Tekst źródłowy -
Kuchnia, to zdecydowanie nie jego żywioł. Lepiej sprawdzi się w otwieraniu kartonów, listów, paczek i czego tam jeszcze sobie wymarzycie. Subclaw wydaje się wręcz do tego stworzony. Klinga daje się wspaniale kontrolować, dzięki małym rozmiarom i rozlicznym karbowaniom, a ostry czubek bez wysiłku rozpruwa opakowania, nie uszkadzając zawartości. Co więcej – tak mały nóż w ogóle nie starszy ludzi. Nawet mordercze, szponowate ostrze nie wywołuje paniki, a co najwyżej uśmiech politowania.
Na deser - fotka porównanwcza z Benchmade 940.

(Pozycje ze źródła danych)
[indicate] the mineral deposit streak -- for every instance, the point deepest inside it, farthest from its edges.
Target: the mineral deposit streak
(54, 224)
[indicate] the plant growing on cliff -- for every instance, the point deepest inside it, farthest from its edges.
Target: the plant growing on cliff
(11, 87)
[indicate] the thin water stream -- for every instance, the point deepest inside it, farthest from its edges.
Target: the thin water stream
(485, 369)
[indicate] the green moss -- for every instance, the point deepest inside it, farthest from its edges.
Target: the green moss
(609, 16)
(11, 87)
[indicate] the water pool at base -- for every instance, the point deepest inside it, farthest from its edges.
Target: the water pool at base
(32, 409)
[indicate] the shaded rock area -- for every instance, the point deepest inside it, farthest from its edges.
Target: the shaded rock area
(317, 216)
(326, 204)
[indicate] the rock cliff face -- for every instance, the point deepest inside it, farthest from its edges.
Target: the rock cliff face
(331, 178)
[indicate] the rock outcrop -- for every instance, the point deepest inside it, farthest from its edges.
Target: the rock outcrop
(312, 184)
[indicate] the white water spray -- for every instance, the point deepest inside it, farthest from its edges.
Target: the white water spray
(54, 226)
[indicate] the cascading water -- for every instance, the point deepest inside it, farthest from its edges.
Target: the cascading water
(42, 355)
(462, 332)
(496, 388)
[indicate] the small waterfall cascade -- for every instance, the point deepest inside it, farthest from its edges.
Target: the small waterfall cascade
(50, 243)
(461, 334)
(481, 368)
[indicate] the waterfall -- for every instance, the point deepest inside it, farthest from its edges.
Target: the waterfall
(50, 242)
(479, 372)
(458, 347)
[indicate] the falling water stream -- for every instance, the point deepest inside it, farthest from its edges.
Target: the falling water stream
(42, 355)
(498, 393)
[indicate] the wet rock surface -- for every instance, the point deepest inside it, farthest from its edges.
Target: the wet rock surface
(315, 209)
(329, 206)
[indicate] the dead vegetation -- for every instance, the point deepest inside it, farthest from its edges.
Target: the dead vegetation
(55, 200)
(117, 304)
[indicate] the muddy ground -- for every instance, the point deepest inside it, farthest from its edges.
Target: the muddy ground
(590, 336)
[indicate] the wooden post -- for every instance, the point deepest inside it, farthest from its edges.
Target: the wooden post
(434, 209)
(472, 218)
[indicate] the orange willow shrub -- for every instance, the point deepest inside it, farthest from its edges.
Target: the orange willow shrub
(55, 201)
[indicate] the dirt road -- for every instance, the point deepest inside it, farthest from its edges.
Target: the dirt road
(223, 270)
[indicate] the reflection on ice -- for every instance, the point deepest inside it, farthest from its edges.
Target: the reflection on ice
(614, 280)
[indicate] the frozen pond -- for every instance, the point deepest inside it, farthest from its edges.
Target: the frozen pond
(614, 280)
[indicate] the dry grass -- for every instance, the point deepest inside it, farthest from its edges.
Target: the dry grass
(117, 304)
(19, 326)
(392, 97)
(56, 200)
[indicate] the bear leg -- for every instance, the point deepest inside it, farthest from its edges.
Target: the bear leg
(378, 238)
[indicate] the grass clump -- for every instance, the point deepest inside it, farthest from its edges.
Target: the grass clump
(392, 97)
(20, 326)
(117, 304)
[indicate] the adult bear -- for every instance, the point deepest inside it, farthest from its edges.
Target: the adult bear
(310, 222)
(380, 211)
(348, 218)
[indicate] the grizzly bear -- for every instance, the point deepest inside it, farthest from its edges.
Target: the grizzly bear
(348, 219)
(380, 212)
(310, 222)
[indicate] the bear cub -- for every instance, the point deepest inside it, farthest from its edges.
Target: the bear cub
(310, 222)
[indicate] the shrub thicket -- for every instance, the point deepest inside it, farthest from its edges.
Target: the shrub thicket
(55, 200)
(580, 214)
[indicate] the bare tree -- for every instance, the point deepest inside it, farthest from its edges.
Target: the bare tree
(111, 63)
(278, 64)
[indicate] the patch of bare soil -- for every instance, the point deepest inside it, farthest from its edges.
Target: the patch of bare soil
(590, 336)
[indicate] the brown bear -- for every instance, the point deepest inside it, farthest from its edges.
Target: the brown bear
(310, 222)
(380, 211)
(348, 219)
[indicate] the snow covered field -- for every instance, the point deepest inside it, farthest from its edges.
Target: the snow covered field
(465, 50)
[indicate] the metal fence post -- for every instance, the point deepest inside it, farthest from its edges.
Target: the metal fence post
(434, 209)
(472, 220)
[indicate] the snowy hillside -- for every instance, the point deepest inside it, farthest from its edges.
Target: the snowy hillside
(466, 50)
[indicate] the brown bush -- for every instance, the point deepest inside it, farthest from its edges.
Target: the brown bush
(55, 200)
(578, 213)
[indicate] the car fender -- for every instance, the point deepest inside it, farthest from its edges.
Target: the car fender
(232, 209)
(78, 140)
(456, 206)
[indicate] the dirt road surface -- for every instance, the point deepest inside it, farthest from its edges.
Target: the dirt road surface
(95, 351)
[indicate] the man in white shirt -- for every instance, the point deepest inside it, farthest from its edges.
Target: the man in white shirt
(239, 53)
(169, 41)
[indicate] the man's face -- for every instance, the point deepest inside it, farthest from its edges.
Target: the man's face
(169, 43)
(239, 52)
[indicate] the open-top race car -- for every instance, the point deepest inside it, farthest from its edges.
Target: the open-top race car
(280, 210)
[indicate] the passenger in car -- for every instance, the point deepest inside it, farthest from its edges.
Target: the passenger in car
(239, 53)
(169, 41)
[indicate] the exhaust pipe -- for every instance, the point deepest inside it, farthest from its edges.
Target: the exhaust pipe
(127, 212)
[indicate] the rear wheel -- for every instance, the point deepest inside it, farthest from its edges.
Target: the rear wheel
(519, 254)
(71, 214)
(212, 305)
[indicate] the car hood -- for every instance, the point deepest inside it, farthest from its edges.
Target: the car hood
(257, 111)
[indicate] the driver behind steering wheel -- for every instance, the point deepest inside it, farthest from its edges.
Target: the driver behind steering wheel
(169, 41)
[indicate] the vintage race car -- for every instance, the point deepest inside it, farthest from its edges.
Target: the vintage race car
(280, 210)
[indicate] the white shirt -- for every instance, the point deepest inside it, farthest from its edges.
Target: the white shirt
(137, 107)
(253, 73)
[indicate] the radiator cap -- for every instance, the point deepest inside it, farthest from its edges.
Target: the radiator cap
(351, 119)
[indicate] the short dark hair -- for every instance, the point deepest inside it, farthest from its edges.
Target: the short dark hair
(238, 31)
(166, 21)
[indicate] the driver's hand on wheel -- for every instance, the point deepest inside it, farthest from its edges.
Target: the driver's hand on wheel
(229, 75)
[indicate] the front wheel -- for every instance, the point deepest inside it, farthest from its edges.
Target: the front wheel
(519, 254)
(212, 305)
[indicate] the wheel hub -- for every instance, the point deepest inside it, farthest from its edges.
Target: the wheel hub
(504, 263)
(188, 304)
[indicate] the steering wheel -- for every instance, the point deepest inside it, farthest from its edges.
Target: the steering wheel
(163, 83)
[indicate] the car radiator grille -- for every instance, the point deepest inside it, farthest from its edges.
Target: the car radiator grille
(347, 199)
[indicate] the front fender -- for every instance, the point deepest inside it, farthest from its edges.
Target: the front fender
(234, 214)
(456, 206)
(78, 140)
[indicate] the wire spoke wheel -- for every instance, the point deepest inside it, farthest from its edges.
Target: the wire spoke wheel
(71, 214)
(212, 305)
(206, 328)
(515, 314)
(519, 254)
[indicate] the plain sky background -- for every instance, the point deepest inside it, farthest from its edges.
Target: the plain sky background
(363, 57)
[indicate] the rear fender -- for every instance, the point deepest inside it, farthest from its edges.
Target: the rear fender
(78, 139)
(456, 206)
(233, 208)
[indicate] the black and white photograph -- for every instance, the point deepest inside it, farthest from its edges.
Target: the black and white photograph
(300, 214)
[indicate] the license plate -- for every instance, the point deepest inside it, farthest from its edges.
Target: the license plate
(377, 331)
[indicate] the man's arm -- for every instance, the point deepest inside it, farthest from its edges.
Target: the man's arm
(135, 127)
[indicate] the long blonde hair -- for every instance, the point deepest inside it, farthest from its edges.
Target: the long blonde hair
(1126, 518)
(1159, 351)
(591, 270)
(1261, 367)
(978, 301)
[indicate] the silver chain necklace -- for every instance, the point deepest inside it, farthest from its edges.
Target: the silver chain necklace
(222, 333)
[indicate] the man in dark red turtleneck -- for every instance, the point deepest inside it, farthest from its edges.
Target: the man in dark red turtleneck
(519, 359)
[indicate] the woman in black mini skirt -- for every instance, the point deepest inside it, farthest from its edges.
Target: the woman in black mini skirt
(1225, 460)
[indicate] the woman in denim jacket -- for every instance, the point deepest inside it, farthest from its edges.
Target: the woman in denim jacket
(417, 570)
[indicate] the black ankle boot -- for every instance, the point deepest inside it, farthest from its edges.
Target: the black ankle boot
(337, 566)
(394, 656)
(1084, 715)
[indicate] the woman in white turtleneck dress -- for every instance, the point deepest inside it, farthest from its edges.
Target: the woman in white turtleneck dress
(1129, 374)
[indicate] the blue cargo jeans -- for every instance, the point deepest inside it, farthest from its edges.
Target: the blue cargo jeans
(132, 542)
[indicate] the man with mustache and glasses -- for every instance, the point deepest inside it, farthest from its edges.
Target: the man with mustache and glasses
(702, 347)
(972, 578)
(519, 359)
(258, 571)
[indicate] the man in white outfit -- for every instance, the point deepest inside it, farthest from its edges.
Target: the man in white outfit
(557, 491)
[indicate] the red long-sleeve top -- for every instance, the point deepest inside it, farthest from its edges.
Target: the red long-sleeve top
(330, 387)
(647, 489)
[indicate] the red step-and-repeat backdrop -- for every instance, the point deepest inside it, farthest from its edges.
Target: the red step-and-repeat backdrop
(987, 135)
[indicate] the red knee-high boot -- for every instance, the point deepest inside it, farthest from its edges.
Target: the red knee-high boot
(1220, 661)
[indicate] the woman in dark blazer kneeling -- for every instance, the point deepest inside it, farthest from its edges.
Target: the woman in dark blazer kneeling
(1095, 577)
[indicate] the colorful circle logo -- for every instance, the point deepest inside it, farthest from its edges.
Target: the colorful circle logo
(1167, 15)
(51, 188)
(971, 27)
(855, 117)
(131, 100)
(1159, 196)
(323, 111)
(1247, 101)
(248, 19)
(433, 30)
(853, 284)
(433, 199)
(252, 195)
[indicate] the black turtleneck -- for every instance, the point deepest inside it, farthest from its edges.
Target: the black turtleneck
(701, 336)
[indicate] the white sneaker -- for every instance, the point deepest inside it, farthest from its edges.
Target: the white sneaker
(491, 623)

Części ćwiczenia -
a) Na podstawie tekstu o nożu Subclaw wyjaśnij w jednym–trzech zdaniach, dlaczego jego klingę tak dobrze się kontroluje.
b) Zwróć bez zmian fragment listy od wiersza zawierającego „[indicate] the silver” aż po wiersz zawierający „(1225, 460)”, łącznie z obydwoma.
Tekst i lista nie mają ze sobą żadnego związku.

Odpowiedzi -
a) Klingę Subclawa świetnie się kontroluje dzięki jej małym rozmiarom i licznym karbowaniom.

b)
[indicate] the silver chain necklace -- for every instance, the point deepest inside it, farthest from its edges.
Target: the silver chain necklace
(222, 333)
[indicate] the man in dark red turtleneck -- for every instance, the point deepest inside it, farthest from its edges.
Target: the man in dark red turtleneck
(519, 359)
[indicate] the woman in black mini skirt -- for every instance, the point deepest inside it, farthest from its edges.
Target: the woman in black mini skirt
(1225, 460)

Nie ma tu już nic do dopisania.